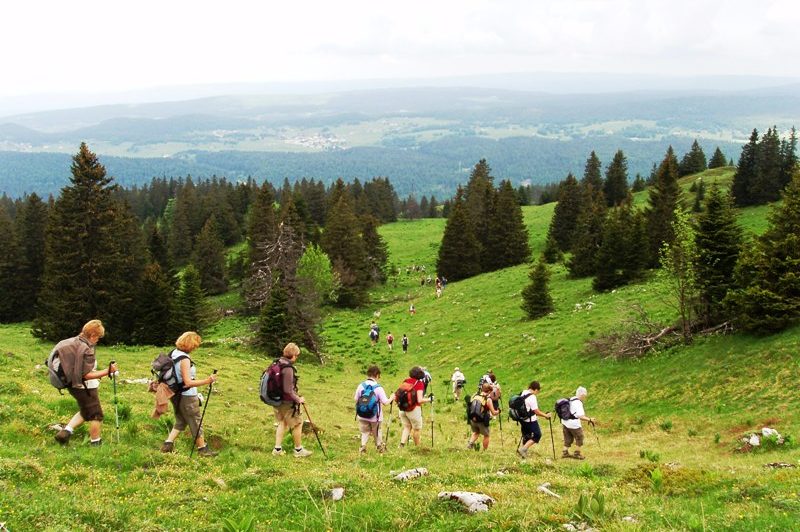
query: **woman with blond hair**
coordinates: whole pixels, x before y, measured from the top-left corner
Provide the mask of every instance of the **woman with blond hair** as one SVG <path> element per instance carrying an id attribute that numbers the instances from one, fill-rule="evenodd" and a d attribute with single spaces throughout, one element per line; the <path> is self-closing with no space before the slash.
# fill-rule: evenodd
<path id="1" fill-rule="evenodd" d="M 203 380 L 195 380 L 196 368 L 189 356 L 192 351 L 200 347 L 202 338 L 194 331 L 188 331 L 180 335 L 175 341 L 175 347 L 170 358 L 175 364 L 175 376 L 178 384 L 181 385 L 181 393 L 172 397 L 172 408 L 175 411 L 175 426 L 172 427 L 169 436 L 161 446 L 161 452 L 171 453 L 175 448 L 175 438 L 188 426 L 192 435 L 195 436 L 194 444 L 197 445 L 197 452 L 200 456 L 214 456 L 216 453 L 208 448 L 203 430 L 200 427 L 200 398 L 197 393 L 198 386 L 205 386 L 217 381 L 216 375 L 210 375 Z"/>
* * * *
# Exercise details
Filter the records above and copy every line that contains the word "before".

# Response for this exercise
coordinates: whole pixels, x before y, measured from the top-left corner
Provide the mask of every instance of the **woman with blond hair** as one SVG <path> element per instance carrying an id attribute that numbers the instances from one, fill-rule="evenodd" and a d attribute with single spaces throughout, one element per line; the <path> is self-closing with no space before the slash.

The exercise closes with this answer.